▸ Your objective:
Copy each line below exactly and leave the pictures out.

[Start of section]

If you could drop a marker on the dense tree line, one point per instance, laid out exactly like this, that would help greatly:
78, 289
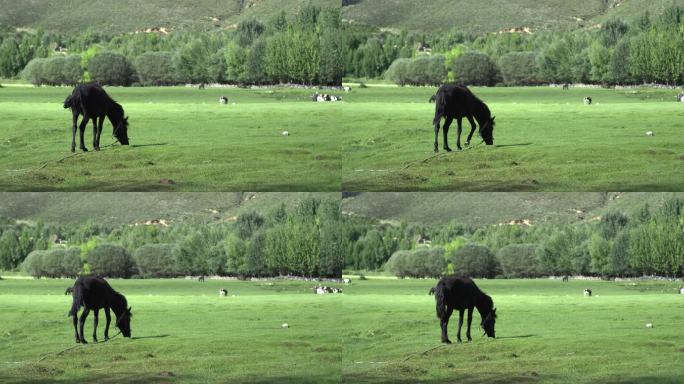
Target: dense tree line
650, 241
307, 49
302, 241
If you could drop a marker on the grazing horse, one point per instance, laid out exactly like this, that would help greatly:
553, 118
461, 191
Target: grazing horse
459, 292
93, 292
91, 101
455, 101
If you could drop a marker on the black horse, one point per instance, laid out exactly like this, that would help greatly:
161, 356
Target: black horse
455, 101
459, 292
91, 101
93, 292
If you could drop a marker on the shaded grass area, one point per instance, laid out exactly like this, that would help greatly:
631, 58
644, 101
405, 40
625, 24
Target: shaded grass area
183, 331
545, 140
181, 140
546, 332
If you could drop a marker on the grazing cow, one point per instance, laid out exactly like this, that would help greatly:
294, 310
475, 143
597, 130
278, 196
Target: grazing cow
94, 292
461, 293
455, 101
91, 101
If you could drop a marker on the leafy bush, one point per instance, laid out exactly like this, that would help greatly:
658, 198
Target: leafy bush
110, 260
474, 68
155, 68
518, 260
474, 261
422, 262
109, 68
58, 262
156, 260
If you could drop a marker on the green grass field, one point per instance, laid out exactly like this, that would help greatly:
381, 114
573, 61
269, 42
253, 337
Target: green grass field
545, 140
183, 331
181, 134
547, 332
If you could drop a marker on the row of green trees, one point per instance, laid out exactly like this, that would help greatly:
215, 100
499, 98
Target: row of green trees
644, 243
301, 241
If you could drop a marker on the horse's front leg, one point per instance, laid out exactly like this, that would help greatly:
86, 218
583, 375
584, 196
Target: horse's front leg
470, 321
96, 313
458, 133
443, 323
472, 129
109, 319
75, 320
82, 128
447, 124
460, 324
84, 315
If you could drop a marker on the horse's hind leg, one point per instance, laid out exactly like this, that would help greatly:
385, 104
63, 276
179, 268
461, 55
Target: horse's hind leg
84, 123
73, 132
443, 323
445, 132
81, 323
472, 129
96, 313
470, 321
109, 319
74, 317
460, 324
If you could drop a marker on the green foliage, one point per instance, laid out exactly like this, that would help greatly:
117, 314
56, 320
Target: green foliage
419, 263
110, 260
520, 68
519, 260
156, 260
111, 68
474, 68
155, 68
475, 261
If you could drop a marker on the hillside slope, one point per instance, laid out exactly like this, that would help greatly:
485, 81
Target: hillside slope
130, 207
493, 16
124, 16
492, 208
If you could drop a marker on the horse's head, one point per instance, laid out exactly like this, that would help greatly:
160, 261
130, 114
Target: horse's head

[End of section]

▸ Expected answer:
If you could drop a marker on the dense tree line, one point per instance, laid out exactly like this, that would help greatly:
78, 289
Target: dense tree line
650, 241
307, 49
302, 241
If you could drop a marker on the grazing horse, one point per instance, laid out exactly like this, that would help greatly:
553, 118
461, 191
Target: grazing horse
459, 292
93, 292
91, 101
455, 101
If you could drop a marker on the black horse, one point per instance, laid out exactly like this, that would help greatly:
161, 356
Target: black horse
455, 101
459, 292
91, 101
93, 292
If you could drop a marker on the shaded grass area, one point per instance, laid out exactly like this, that would help greatly:
631, 58
644, 101
405, 40
625, 24
Target: shaded grass area
183, 331
545, 140
181, 140
546, 332
If you could drop a marker on the grazing cow, one point per instance, laid out exactly like this, that would help greatly:
294, 310
475, 143
597, 130
278, 196
Target: grazing cow
94, 292
461, 293
455, 101
91, 101
If you could drop a marker on the leafy bush, one point per instance, laid out exactly like this, that would help greatly:
658, 198
Target: leafy bush
110, 260
474, 68
155, 68
518, 260
474, 261
422, 262
109, 68
58, 262
156, 260
If you could drop a marker on the green grass field, one point per instance, laid out exactly like this, that would help greatly:
381, 114
573, 61
269, 42
253, 337
Target: green grass field
545, 140
183, 331
181, 134
547, 332
If you could drop a marker on the row of green trees, one point per instance, laid out exactly like this, that would help greatly:
215, 100
499, 98
Target: row of green trees
644, 243
301, 241
If you could drop a marker on the horse's front leg, one point per instance, laid out exactly like this, that would help greatly:
86, 218
583, 375
584, 196
Target: horse's front leg
470, 321
96, 313
458, 133
443, 323
472, 129
109, 319
75, 320
82, 128
447, 124
460, 324
84, 315
If you could drop a marker on the horse's hind leg, one point per instance, laid out exactly like this, that would help greatly:
385, 104
63, 276
179, 268
461, 55
Target: horse's hind leg
84, 123
73, 132
443, 323
445, 132
81, 323
472, 129
96, 313
470, 321
109, 319
74, 317
460, 324
If you could drop a marker on the green foliage, one point per instance, laid out exactly like this, that would help greatly:
117, 314
56, 320
Target: green foliage
419, 263
110, 260
520, 68
519, 260
156, 260
111, 68
474, 68
155, 68
475, 261
If you could drop a marker on the hillside slope, one point per instance, laid out exactly like this, that would help greatly:
485, 81
Target: hillside slope
130, 207
493, 16
124, 16
492, 208
If you could drop a marker on the horse's head, one point per instance, laid out exactly like this, that would help greatly:
160, 261
130, 114
Target: horse's head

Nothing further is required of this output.